[Saved entries]
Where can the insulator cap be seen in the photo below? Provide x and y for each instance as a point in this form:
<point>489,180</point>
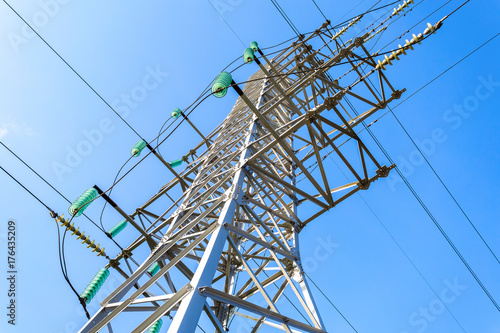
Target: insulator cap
<point>176,113</point>
<point>254,46</point>
<point>154,269</point>
<point>117,228</point>
<point>248,55</point>
<point>139,146</point>
<point>175,163</point>
<point>89,293</point>
<point>155,328</point>
<point>80,204</point>
<point>221,84</point>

- [To do] Each record above is to be returned unchanged, while any picture it holds stays out.

- [Reply to the task]
Where can the insulator cap be seen in the photo below? Provide x and y for each instance as a point in this form:
<point>489,180</point>
Target: insulator cap
<point>176,113</point>
<point>254,46</point>
<point>154,269</point>
<point>117,228</point>
<point>248,55</point>
<point>139,146</point>
<point>175,163</point>
<point>89,293</point>
<point>155,328</point>
<point>80,204</point>
<point>221,84</point>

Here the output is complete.